- _Provided material_
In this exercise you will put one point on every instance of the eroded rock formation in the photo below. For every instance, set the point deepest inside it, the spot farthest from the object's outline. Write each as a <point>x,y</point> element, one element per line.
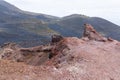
<point>70,58</point>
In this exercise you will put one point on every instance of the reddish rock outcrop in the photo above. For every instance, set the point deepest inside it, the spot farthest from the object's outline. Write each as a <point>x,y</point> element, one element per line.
<point>70,59</point>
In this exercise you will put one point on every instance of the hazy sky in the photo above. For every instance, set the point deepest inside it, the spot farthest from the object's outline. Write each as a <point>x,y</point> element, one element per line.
<point>108,9</point>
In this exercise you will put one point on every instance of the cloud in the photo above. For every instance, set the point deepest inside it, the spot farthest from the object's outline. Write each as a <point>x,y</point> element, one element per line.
<point>108,9</point>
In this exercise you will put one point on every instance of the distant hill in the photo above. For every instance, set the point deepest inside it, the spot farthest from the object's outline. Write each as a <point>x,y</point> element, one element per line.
<point>73,26</point>
<point>30,29</point>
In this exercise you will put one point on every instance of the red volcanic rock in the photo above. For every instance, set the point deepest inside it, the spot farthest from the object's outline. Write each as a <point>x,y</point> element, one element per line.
<point>70,59</point>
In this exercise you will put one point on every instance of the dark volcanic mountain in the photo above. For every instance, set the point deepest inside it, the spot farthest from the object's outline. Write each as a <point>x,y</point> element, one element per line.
<point>29,29</point>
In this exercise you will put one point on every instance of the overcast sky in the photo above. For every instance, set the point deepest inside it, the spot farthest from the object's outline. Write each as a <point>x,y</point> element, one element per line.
<point>107,9</point>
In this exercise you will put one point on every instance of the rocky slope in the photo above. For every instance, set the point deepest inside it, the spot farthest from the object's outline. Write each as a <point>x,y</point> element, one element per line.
<point>93,57</point>
<point>31,29</point>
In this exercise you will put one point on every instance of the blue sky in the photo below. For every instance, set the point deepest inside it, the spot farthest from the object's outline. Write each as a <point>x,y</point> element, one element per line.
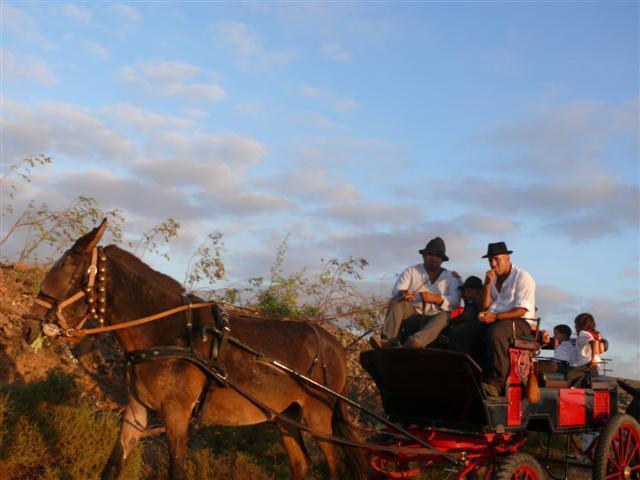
<point>361,129</point>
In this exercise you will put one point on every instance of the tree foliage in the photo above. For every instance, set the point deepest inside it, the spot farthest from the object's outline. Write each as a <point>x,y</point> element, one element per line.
<point>155,238</point>
<point>206,262</point>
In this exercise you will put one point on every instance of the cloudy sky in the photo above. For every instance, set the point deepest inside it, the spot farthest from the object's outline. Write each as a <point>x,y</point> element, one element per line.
<point>359,129</point>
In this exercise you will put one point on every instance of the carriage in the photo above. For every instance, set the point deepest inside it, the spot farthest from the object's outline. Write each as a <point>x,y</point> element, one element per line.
<point>193,362</point>
<point>436,396</point>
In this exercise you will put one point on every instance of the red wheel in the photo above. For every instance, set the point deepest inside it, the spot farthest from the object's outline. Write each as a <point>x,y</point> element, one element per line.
<point>618,451</point>
<point>395,467</point>
<point>519,466</point>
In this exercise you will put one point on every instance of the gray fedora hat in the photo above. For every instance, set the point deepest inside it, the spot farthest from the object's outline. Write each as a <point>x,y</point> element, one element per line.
<point>435,247</point>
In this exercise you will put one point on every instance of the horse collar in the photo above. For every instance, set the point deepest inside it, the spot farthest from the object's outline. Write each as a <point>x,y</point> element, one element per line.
<point>95,293</point>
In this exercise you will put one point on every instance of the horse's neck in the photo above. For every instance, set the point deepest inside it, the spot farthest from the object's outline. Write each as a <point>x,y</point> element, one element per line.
<point>132,296</point>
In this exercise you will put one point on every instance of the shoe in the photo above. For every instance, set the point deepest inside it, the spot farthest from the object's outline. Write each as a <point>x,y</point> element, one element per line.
<point>490,390</point>
<point>411,343</point>
<point>379,343</point>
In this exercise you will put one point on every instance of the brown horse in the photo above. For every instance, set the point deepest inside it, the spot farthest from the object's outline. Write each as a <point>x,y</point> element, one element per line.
<point>173,387</point>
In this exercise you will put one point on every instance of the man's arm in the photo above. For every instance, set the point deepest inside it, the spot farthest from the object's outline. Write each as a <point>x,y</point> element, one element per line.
<point>489,279</point>
<point>401,287</point>
<point>490,317</point>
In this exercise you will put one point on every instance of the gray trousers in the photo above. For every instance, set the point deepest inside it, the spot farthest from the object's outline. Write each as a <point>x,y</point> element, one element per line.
<point>403,325</point>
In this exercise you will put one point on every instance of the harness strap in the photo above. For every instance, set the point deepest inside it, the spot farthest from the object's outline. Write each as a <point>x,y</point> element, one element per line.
<point>140,321</point>
<point>319,356</point>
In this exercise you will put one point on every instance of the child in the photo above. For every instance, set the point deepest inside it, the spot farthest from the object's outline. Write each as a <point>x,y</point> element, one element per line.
<point>564,351</point>
<point>588,345</point>
<point>588,341</point>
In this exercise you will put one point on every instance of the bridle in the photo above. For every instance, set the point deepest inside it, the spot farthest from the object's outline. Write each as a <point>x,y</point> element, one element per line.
<point>95,294</point>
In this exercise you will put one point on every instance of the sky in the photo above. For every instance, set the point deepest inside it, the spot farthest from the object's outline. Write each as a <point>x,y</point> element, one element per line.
<point>357,128</point>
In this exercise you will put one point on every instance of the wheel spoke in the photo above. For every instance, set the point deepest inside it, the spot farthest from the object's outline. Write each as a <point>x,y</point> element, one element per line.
<point>612,462</point>
<point>625,434</point>
<point>616,446</point>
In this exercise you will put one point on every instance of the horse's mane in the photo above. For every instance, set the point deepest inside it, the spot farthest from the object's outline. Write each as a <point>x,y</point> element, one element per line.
<point>138,267</point>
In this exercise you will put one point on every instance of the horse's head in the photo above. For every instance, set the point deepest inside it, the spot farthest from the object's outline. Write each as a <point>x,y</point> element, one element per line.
<point>69,293</point>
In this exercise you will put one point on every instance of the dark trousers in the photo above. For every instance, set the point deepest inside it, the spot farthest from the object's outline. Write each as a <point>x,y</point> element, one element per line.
<point>498,337</point>
<point>469,337</point>
<point>580,377</point>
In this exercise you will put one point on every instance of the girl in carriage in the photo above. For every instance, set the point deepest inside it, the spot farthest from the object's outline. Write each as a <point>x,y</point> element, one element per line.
<point>588,347</point>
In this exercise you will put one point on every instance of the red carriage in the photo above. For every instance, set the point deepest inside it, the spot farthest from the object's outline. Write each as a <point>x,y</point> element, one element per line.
<point>436,396</point>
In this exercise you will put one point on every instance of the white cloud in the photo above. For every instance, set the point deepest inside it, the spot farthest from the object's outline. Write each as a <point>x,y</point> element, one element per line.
<point>246,45</point>
<point>146,120</point>
<point>78,14</point>
<point>335,51</point>
<point>346,105</point>
<point>581,208</point>
<point>127,12</point>
<point>311,91</point>
<point>22,25</point>
<point>367,215</point>
<point>315,120</point>
<point>372,152</point>
<point>173,79</point>
<point>483,223</point>
<point>239,37</point>
<point>28,67</point>
<point>343,105</point>
<point>249,109</point>
<point>312,184</point>
<point>96,50</point>
<point>576,135</point>
<point>56,128</point>
<point>238,151</point>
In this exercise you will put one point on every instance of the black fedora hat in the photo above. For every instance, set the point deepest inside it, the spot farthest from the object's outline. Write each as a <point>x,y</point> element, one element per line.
<point>472,282</point>
<point>435,247</point>
<point>497,248</point>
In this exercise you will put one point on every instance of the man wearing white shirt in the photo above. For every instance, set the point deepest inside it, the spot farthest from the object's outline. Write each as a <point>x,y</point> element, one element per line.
<point>508,303</point>
<point>423,297</point>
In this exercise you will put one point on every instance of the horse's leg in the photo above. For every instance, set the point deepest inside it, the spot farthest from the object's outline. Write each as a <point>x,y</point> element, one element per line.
<point>318,414</point>
<point>176,421</point>
<point>292,441</point>
<point>134,422</point>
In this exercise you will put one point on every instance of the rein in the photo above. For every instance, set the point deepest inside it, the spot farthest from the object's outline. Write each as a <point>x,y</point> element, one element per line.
<point>134,323</point>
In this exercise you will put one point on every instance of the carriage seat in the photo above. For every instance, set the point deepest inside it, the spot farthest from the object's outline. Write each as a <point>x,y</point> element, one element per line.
<point>600,382</point>
<point>526,342</point>
<point>555,380</point>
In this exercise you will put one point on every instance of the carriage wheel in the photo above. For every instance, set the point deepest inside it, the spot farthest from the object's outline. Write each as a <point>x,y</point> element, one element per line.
<point>519,466</point>
<point>618,450</point>
<point>396,467</point>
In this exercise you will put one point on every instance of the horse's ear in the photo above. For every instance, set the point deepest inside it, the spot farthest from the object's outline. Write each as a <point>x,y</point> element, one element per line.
<point>89,241</point>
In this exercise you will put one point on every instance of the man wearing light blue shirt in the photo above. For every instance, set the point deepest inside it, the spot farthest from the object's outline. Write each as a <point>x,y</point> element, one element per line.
<point>423,297</point>
<point>508,303</point>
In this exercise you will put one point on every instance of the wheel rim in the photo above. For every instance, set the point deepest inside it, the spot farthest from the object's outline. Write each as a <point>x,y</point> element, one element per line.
<point>624,455</point>
<point>395,468</point>
<point>524,472</point>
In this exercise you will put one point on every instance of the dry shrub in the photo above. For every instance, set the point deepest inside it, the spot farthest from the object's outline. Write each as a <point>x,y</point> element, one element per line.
<point>26,456</point>
<point>204,465</point>
<point>84,440</point>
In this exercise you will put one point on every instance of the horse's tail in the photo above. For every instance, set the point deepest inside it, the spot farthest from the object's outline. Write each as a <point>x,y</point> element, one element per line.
<point>354,458</point>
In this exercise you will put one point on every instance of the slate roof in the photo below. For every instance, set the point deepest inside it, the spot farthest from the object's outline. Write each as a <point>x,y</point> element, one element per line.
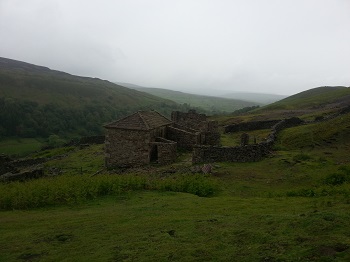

- _Task directions_
Return only what lies between the line containing "the horse's tail" and the last line of the listing, those two lines included, exactly as written and with no pictures.

- _Solution for this task_
In this exercise you will put one point on every instance of the horse's tail in the photo above. For every instance, set the point deepest inside it, the spot farthest from the object's outline. Write each as a <point>x,y</point> element, one element per line.
<point>354,458</point>
In this exercise you will put one point on every instance of the slate roof in the photo below. For every instance, set the point deepest inside it, the spot farthest from the object's outline. Write each as a <point>x,y</point> element, one element per line.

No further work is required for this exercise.